TO BE DONE | Count the lines in the records below that contain the string "grass", treating uppercase and lowercase letters as different, and give only the number.

INPUT RECORDS |

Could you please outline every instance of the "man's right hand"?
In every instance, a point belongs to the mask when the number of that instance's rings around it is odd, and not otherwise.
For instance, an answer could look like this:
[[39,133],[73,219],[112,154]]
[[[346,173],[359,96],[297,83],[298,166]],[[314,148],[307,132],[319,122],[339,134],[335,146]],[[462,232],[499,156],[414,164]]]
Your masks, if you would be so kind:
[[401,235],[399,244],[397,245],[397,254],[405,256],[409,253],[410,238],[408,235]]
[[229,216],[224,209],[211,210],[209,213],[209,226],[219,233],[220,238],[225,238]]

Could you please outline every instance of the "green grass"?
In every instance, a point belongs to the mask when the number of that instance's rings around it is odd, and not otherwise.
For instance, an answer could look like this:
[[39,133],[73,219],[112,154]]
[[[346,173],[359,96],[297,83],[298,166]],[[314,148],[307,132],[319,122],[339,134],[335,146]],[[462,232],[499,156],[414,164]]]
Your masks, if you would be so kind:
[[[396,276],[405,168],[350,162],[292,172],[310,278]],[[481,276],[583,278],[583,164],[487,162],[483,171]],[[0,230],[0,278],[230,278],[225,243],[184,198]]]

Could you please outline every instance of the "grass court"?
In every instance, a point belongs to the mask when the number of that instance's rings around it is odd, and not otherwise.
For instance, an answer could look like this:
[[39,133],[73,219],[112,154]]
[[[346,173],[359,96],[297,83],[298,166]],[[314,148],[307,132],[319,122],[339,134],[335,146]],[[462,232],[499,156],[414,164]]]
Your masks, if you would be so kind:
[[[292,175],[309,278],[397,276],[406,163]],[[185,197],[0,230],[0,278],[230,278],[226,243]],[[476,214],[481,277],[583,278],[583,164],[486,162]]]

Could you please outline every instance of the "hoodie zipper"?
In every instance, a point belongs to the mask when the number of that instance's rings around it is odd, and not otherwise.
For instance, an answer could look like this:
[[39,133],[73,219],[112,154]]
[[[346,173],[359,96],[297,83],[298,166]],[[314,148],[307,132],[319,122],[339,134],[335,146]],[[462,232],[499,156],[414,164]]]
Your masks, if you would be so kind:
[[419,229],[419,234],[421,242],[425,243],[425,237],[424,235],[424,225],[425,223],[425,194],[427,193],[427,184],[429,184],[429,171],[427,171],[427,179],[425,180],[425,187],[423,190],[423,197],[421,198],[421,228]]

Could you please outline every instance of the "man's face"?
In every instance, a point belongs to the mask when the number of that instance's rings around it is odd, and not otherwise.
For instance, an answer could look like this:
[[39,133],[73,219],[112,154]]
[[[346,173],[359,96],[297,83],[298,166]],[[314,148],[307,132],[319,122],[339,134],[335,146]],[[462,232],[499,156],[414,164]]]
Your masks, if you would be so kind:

SOLUTION FOR THIS EXERCISE | 2